----- Task input

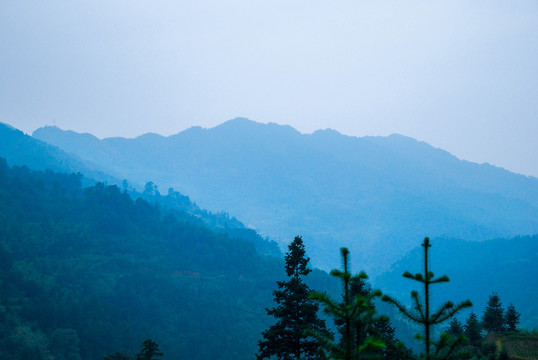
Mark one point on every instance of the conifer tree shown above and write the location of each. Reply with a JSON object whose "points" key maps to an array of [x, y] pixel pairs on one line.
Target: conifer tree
{"points": [[471, 330], [379, 328], [421, 313], [295, 313], [357, 316], [455, 328], [512, 318], [493, 317], [150, 351]]}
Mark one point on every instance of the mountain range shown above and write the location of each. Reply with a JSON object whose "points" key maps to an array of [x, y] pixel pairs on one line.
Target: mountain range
{"points": [[379, 196]]}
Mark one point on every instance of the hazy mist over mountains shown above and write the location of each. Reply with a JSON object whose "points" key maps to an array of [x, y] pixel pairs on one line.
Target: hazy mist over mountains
{"points": [[146, 251], [377, 195]]}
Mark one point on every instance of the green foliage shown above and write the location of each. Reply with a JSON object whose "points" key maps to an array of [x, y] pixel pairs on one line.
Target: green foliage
{"points": [[150, 351], [118, 270], [118, 356], [472, 330], [493, 317], [421, 313], [455, 327], [64, 344], [295, 313], [512, 318], [356, 314]]}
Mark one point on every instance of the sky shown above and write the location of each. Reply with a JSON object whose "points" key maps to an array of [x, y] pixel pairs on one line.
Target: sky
{"points": [[460, 75]]}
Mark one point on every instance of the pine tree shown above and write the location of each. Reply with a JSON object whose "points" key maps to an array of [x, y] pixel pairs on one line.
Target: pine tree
{"points": [[150, 351], [471, 330], [295, 313], [380, 327], [357, 316], [512, 318], [421, 313], [493, 317], [455, 328]]}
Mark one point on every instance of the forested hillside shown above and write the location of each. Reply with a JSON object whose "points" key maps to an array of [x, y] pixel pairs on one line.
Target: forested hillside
{"points": [[477, 269], [20, 149], [376, 195], [101, 272]]}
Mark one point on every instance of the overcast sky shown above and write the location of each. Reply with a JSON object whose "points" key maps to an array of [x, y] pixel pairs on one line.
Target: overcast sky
{"points": [[460, 75]]}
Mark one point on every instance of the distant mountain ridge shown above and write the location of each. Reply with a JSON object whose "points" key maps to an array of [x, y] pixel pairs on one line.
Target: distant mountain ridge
{"points": [[23, 150], [476, 270], [376, 195]]}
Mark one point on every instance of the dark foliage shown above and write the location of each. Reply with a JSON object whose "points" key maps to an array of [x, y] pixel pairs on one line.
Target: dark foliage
{"points": [[295, 313], [512, 318], [446, 346], [493, 317], [356, 316], [100, 268], [150, 351]]}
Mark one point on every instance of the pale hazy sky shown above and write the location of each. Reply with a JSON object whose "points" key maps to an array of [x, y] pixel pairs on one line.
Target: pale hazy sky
{"points": [[460, 75]]}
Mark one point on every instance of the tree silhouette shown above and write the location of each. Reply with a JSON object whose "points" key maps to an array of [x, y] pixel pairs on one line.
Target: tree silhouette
{"points": [[471, 330], [150, 351], [295, 313], [357, 316], [421, 312], [493, 317], [512, 318]]}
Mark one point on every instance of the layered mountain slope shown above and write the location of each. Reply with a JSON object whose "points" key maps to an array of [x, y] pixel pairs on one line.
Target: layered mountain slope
{"points": [[376, 195], [476, 270], [23, 150], [99, 272]]}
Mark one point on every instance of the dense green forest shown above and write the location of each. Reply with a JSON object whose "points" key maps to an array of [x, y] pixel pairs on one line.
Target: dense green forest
{"points": [[106, 271], [374, 195], [92, 272]]}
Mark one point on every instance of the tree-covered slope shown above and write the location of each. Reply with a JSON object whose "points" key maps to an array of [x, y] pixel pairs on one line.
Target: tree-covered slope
{"points": [[23, 150], [476, 270], [95, 265], [376, 195]]}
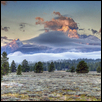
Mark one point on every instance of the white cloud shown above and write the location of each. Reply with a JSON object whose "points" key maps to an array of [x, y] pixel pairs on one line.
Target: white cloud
{"points": [[19, 57]]}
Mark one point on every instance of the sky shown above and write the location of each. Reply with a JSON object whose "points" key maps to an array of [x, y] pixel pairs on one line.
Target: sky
{"points": [[52, 23], [18, 18]]}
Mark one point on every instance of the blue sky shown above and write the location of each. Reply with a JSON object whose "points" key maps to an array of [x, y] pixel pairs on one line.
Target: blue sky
{"points": [[86, 13], [31, 20]]}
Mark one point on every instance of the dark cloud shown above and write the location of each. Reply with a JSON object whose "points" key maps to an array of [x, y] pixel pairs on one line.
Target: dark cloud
{"points": [[5, 28], [4, 2], [81, 29], [94, 31], [58, 39]]}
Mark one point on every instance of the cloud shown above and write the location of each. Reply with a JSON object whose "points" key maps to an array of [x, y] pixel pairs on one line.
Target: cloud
{"points": [[94, 31], [23, 25], [19, 57], [4, 2], [60, 40], [57, 13], [3, 37], [5, 28], [100, 30], [61, 23]]}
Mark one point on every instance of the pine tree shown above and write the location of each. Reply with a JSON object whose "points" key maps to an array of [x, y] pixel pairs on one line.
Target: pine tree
{"points": [[38, 68], [1, 73], [13, 66], [4, 63], [82, 67], [51, 67], [98, 69], [19, 70], [25, 67], [72, 69]]}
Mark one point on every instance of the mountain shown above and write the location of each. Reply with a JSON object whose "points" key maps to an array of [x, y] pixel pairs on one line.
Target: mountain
{"points": [[17, 45]]}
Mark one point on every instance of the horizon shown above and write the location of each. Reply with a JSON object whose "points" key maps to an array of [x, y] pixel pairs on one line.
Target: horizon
{"points": [[53, 24]]}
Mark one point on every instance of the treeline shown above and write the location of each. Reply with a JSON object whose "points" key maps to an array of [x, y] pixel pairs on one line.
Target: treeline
{"points": [[62, 64], [67, 64], [80, 66]]}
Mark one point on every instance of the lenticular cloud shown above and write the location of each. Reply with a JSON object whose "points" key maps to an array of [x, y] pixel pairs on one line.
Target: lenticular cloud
{"points": [[19, 57]]}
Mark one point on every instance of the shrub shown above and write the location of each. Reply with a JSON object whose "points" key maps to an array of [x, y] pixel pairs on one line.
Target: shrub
{"points": [[19, 70], [38, 68], [98, 69], [72, 70], [51, 67]]}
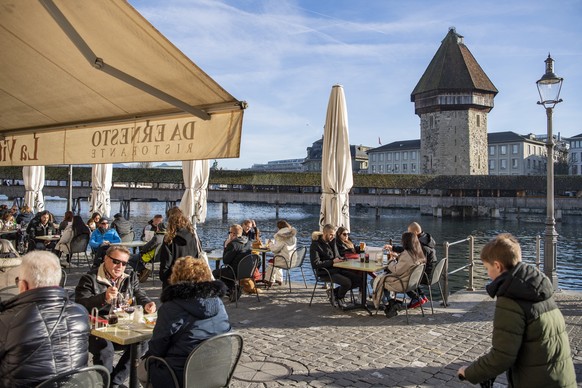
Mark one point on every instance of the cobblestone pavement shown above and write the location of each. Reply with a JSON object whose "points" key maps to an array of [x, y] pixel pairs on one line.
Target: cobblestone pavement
{"points": [[288, 343]]}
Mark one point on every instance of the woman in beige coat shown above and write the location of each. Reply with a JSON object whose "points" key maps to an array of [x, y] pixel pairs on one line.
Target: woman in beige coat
{"points": [[400, 269]]}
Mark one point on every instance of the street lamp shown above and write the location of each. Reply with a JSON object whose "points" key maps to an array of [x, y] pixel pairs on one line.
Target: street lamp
{"points": [[549, 87]]}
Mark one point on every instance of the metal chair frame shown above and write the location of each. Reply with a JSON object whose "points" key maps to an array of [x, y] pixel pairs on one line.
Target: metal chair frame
{"points": [[416, 274], [66, 379], [202, 354], [72, 244], [323, 278], [295, 261], [244, 271]]}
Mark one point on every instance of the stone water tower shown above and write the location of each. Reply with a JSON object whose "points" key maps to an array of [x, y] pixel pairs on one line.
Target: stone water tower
{"points": [[452, 99]]}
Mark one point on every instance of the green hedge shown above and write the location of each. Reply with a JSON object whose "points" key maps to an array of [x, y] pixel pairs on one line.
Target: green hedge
{"points": [[388, 181]]}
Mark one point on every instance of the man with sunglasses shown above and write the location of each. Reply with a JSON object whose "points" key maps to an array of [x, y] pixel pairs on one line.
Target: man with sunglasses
{"points": [[100, 288], [42, 332]]}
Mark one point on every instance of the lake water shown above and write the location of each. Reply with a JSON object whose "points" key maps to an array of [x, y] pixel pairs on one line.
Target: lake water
{"points": [[377, 231]]}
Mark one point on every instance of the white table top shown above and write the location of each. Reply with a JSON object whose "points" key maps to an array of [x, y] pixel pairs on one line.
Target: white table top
{"points": [[125, 332], [52, 237], [356, 265]]}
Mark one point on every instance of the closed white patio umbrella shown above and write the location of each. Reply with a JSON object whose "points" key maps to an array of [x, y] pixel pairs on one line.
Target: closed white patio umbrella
{"points": [[336, 163], [33, 177], [101, 176], [193, 203]]}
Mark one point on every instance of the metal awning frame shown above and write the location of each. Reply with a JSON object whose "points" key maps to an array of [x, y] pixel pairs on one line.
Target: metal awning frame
{"points": [[99, 64]]}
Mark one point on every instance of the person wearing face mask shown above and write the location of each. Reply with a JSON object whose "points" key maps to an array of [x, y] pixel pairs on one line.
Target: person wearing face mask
{"points": [[101, 239], [100, 288]]}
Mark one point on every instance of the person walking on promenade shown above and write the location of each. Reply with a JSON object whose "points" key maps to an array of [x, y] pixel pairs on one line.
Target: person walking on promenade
{"points": [[284, 245], [180, 241], [530, 342], [100, 288], [42, 332], [323, 254]]}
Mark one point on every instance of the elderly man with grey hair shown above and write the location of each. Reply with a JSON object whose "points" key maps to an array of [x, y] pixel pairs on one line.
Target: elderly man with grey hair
{"points": [[42, 332]]}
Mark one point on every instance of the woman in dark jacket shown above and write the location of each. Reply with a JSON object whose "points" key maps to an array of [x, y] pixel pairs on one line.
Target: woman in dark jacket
{"points": [[180, 241], [192, 311], [344, 243]]}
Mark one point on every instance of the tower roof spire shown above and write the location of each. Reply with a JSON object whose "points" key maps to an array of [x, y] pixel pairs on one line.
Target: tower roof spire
{"points": [[453, 69]]}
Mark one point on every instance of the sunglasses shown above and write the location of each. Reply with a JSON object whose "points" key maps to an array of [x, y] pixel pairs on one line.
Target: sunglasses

----------

__Brief__:
Please write out, exactly as they appear above, only the lines in the stretch from the line with "Mark one point on every instance of the blue" through the line with "Mark one point on every instance of the dark cloud".

__Output for this task__:
Mark one point on every instance of the blue sky shown above and write the location of each. Reply with a JSON object whose "points" key maps to an array of [x, y] pixel pairs on one line.
Target: blue sky
{"points": [[86, 13], [31, 20]]}
Mark one point on every instance of the dark cloud shown above and write the location of each. Reply with a JSON object whose "points" key maps to an array of [x, y] pixel pairs on one line.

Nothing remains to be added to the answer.